_WORK REQUIRED_
Write out exactly the first lines of the listing, ending on the line that contains "[[[140,67],[135,125],[168,150],[211,143],[194,81]]]".

_MATERIAL TO PROCESS_
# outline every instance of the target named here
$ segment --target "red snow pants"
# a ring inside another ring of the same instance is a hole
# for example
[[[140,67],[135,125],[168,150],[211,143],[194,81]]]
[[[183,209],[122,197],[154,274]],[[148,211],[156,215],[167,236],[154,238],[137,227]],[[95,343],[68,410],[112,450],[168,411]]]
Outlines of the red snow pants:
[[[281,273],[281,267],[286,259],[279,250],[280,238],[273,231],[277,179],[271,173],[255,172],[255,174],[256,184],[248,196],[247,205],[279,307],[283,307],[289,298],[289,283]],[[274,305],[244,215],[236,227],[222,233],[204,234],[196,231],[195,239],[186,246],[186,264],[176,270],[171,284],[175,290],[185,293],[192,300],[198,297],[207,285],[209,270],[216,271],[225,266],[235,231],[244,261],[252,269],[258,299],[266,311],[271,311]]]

_SOLUTION FOR THIS TASK_
# outline every instance of the target named here
$ segment --target "red snow pants"
# a ring inside another ring of the same instance is a hole
# for example
[[[140,67],[135,125],[168,150],[211,143],[194,81]]]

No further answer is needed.